Given records
------------------------------------
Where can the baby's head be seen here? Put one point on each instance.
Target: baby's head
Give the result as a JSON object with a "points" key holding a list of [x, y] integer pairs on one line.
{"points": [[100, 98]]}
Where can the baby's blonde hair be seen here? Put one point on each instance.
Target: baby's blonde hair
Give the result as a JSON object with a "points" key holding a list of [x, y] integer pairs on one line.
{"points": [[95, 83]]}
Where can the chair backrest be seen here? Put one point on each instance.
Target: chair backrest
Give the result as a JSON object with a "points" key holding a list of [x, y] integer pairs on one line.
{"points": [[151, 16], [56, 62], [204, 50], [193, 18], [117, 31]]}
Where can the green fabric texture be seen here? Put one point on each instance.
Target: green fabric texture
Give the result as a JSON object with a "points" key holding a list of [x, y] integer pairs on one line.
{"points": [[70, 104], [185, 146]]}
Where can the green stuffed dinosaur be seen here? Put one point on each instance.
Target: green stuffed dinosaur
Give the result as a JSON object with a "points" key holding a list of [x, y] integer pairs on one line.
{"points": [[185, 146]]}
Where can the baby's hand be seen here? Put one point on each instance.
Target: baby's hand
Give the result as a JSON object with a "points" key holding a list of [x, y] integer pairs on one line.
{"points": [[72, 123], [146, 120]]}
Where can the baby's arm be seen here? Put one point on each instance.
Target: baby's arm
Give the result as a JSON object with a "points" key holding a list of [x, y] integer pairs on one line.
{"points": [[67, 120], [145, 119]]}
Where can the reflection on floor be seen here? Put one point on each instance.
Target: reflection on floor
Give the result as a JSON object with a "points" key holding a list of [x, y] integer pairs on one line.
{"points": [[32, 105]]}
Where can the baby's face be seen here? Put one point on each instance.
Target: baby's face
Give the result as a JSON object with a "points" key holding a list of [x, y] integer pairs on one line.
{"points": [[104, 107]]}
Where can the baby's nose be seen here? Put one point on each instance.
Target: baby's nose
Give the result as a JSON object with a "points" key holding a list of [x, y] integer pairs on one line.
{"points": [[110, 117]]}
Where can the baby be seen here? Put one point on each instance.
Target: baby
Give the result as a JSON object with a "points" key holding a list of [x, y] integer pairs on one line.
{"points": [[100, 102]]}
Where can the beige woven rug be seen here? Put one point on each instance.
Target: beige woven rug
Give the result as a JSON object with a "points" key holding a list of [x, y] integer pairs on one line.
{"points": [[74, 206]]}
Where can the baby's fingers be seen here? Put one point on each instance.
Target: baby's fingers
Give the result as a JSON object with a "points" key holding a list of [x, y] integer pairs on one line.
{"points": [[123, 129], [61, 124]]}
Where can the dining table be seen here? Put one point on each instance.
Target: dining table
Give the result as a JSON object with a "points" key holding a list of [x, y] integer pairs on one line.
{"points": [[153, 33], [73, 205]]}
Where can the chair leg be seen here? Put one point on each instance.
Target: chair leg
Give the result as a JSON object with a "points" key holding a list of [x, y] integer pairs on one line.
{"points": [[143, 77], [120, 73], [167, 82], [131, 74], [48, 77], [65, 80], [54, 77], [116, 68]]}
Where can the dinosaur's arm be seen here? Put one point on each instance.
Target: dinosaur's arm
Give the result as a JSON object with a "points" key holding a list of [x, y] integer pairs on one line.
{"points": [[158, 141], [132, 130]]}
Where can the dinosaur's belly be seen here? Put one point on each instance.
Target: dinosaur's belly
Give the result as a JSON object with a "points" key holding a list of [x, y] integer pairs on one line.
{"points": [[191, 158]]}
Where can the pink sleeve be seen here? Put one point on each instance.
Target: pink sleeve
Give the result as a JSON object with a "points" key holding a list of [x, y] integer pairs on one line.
------------------------------------
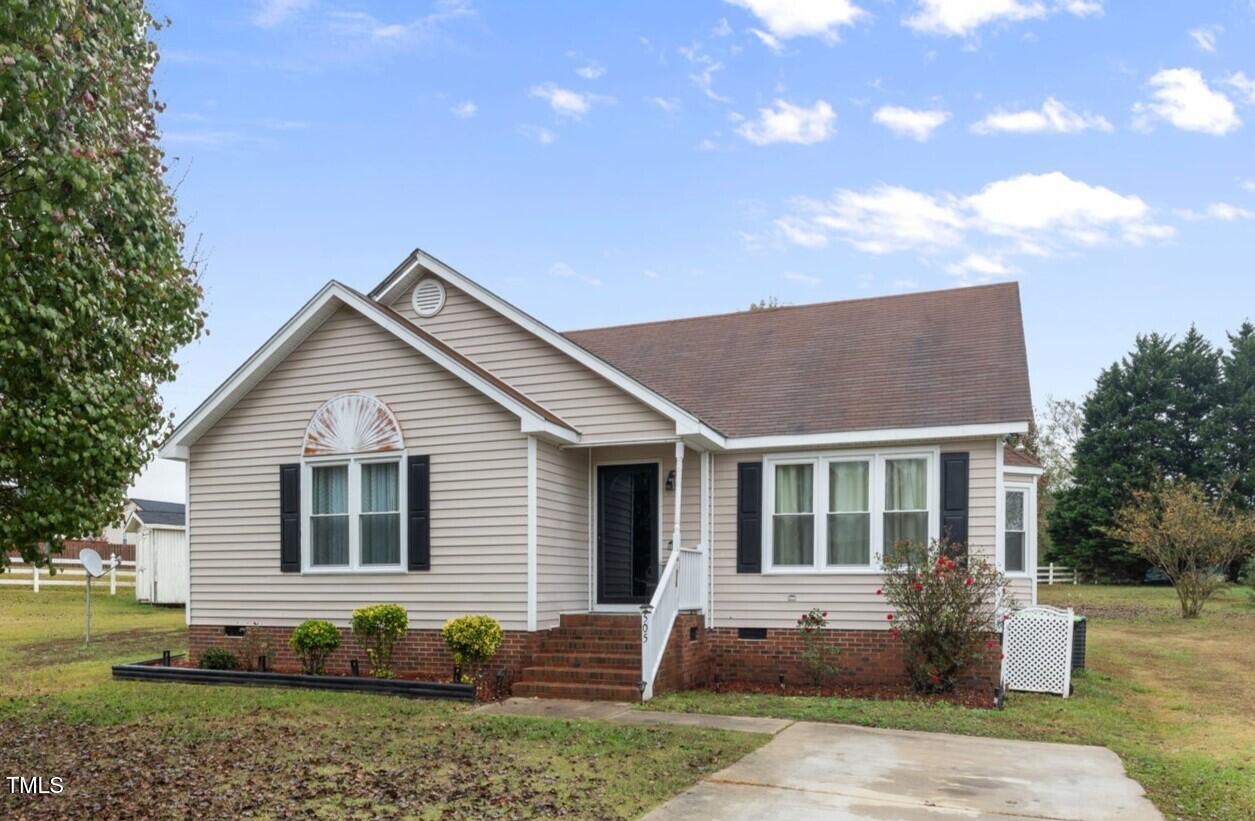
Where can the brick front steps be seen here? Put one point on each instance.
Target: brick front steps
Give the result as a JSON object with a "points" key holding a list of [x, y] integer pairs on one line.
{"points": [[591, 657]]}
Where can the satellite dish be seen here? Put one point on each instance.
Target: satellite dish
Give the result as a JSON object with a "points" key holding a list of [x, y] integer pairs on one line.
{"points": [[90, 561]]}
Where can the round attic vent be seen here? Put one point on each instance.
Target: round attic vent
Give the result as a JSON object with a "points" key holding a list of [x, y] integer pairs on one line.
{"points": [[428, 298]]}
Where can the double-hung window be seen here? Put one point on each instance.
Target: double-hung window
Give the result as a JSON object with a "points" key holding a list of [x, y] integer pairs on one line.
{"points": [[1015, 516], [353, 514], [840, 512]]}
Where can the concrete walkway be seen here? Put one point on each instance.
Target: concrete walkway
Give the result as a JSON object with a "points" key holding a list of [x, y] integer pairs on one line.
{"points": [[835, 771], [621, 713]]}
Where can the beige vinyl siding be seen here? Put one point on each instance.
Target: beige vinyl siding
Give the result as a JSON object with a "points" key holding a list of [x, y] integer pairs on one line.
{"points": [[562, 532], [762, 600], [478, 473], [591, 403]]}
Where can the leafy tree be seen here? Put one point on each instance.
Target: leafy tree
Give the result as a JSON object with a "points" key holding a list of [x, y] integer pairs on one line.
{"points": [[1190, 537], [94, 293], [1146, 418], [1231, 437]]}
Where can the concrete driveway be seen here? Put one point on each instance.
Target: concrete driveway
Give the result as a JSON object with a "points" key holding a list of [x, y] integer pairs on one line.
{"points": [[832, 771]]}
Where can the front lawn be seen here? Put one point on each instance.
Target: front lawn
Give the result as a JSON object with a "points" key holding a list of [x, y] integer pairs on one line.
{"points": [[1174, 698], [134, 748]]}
------------------------------------
Given request
Count the lines in the rows above that contain the word "fabric". Reply with the number alone.

Result of the task
2